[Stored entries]
_ _ _

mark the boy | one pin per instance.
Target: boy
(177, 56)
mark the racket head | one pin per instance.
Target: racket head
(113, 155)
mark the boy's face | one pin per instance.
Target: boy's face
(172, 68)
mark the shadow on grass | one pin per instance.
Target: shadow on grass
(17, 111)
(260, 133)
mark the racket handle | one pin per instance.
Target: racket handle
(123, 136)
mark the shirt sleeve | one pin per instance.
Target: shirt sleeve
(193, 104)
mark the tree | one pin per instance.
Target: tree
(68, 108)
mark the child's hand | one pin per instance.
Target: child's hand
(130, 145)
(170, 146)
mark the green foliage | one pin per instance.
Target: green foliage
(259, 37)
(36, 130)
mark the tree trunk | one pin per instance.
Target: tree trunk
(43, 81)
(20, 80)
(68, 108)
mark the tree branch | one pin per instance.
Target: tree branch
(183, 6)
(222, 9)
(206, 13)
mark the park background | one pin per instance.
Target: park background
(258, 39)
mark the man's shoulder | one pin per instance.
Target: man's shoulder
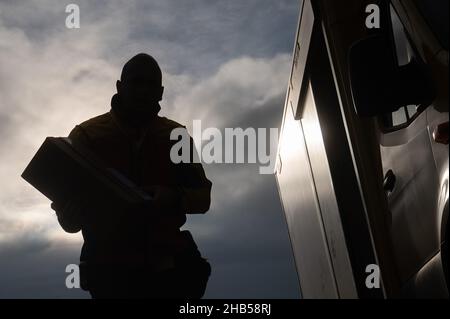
(100, 121)
(94, 127)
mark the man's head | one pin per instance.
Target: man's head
(140, 86)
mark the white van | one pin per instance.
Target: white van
(362, 166)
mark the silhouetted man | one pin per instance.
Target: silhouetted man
(146, 255)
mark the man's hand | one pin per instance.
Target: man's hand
(69, 215)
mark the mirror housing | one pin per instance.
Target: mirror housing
(379, 85)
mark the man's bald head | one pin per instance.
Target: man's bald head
(139, 89)
(141, 66)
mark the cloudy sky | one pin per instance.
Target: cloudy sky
(224, 62)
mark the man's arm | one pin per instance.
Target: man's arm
(69, 213)
(194, 187)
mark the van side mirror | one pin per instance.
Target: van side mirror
(379, 85)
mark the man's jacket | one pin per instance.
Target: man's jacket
(144, 157)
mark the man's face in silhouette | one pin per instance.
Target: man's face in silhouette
(140, 87)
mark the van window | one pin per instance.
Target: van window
(404, 52)
(435, 13)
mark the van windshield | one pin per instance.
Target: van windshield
(435, 13)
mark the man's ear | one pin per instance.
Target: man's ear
(118, 86)
(161, 93)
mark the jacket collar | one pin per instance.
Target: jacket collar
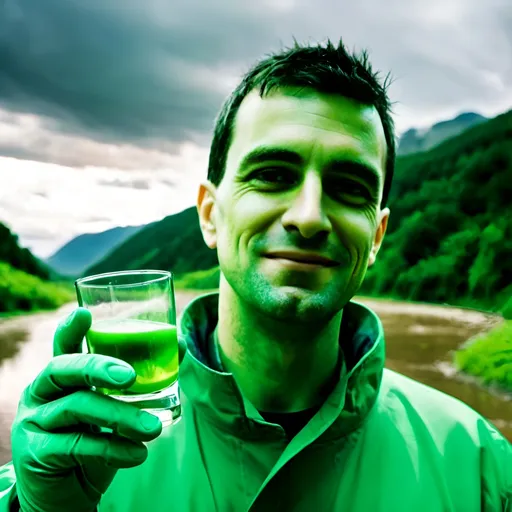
(217, 396)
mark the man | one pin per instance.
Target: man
(286, 402)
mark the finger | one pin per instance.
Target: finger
(70, 333)
(182, 347)
(90, 408)
(69, 372)
(64, 451)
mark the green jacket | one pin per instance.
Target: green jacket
(381, 442)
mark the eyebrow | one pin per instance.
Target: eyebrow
(345, 165)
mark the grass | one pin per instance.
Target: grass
(489, 357)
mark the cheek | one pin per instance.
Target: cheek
(355, 230)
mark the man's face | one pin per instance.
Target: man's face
(303, 181)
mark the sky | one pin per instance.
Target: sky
(107, 106)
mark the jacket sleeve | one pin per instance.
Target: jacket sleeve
(496, 471)
(7, 488)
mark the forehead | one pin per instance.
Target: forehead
(304, 121)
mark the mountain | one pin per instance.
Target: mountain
(18, 257)
(24, 280)
(85, 250)
(449, 237)
(174, 243)
(415, 140)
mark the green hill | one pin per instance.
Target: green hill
(450, 233)
(18, 257)
(449, 238)
(174, 243)
(87, 249)
(24, 280)
(20, 291)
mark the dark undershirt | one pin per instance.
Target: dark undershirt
(291, 422)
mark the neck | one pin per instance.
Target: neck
(277, 366)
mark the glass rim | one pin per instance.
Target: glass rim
(85, 282)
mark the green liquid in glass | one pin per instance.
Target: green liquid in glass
(150, 347)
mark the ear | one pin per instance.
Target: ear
(206, 212)
(379, 235)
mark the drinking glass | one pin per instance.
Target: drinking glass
(134, 319)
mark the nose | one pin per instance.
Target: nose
(307, 212)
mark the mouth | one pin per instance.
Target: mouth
(302, 259)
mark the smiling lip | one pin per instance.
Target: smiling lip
(303, 258)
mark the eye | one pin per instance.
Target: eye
(277, 176)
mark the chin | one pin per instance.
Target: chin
(288, 303)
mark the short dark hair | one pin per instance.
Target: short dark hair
(327, 69)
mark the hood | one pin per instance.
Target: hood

_ _ _

### Task to complete:
Word for word, reproduce all the data, but not the pictures.

### Result of the exercise:
mark the boy | one pin per instance.
Target: boy
(177, 56)
mark the racket head | one pin per instance.
Target: racket head
(113, 155)
mark the boy's face | one pin per instance.
Target: boy's face
(172, 68)
mark the shadow on grass | one pin per instance.
Target: shadow on grass
(17, 111)
(260, 133)
mark the racket handle | one pin per instance.
Target: racket handle
(123, 136)
mark the shirt sleeve | one pin per instance.
Target: shirt sleeve
(193, 104)
mark the tree | one pin per instance.
Target: tree
(68, 108)
mark the child's hand | one pin per instance.
Target: child's hand
(130, 145)
(170, 146)
mark the green foliage | one pin per instance.
Target: green foliage
(259, 37)
(36, 130)
mark the tree trunk | one pin per instance.
Target: tree trunk
(43, 81)
(20, 80)
(68, 108)
mark the tree branch | one pin per instance.
Target: tree branch
(183, 6)
(222, 9)
(206, 13)
mark the park background | one pin per instance.
Target: park background
(258, 39)
mark the man's shoulder | one pin per instance.
Target: man's shoulder
(100, 121)
(94, 127)
mark the man's head | one pin per instance.
Target: man's head
(140, 86)
mark the white van | one pin per instance.
Target: white van
(362, 166)
mark the silhouetted man | one pin per instance.
Target: silhouetted man
(146, 255)
mark the man's hand | one pin per instance.
Target: man's hand
(69, 215)
mark the mirror housing | one pin per instance.
Target: mirror housing
(379, 85)
mark the man's bald head | one pin per instance.
Target: man's bald head
(139, 89)
(141, 66)
mark the cloudy sky | one pin per instance.
Target: cloudy sky
(224, 62)
mark the man's arm | one pin per instance.
Target: man's arm
(69, 213)
(194, 187)
mark the van side mirror | one pin per instance.
Target: van side mirror
(379, 85)
mark the man's jacket | one pin per instance.
Target: man's jacket
(144, 157)
mark the man's face in silhouette | one pin per instance.
Target: man's face in silhouette
(140, 87)
mark the van window | one pin per instance.
Target: van window
(404, 52)
(435, 13)
mark the van windshield | one pin per instance.
Target: van windshield
(435, 13)
mark the man's ear | one pin per instance.
Target: man's ear
(118, 86)
(161, 93)
mark the jacket collar | one pin per instance.
Target: jacket collar
(217, 396)
mark the man | one pin per instance.
Target: man
(286, 402)
mark the finger | one pin per instance.
Target: finger
(70, 333)
(182, 347)
(90, 408)
(69, 372)
(64, 451)
mark the green jacket | one pin per instance.
Target: green jacket
(381, 442)
mark the eyebrow | one pin per instance.
Target: eyebrow
(345, 165)
mark the grass | one pin per instance.
Target: grass
(489, 357)
mark the cheek | one pin per instance.
Target: cheek
(355, 230)
mark the man's face | one pin per instance.
Target: man's face
(303, 181)
mark the sky | one pin per instance.
Target: sky
(107, 106)
mark the jacket sleeve | one pin per instance.
Target: jacket sleeve
(496, 471)
(7, 488)
mark the forehead | one pin per instance.
Target: forehead
(304, 121)
mark the mountain | one pin per instance.
Target: mountain
(18, 257)
(24, 280)
(85, 250)
(449, 237)
(174, 243)
(415, 140)
mark the green hill | one pin per instance.
Target: green hill
(450, 233)
(18, 257)
(449, 238)
(174, 243)
(87, 249)
(24, 280)
(20, 291)
mark the dark undershirt | one pin per instance.
Target: dark undershirt
(291, 422)
mark the neck | one pin per instance.
Target: neck
(277, 366)
mark the glass rim | one pin per instance.
Target: glass rim
(85, 282)
mark the green liquid in glass | one pin per instance.
Target: green liquid in glass
(150, 347)
mark the ear | one pin per instance.
Target: ear
(206, 212)
(379, 235)
mark the drinking glass | one pin per instance.
Target: drinking glass
(134, 319)
mark the nose | one pin per instance.
Target: nose
(307, 212)
mark the mouth | one pin per instance.
Target: mouth
(302, 259)
mark the smiling lip | one pin per instance.
Target: smiling lip
(303, 258)
mark the eye | one pin per instance.
Target: eye
(277, 176)
mark the chin | one pin per instance.
Target: chin
(288, 303)
mark the short dark hair | one pin per instance.
Target: short dark hair
(327, 69)
mark the hood | one pin per instance.
Target: hood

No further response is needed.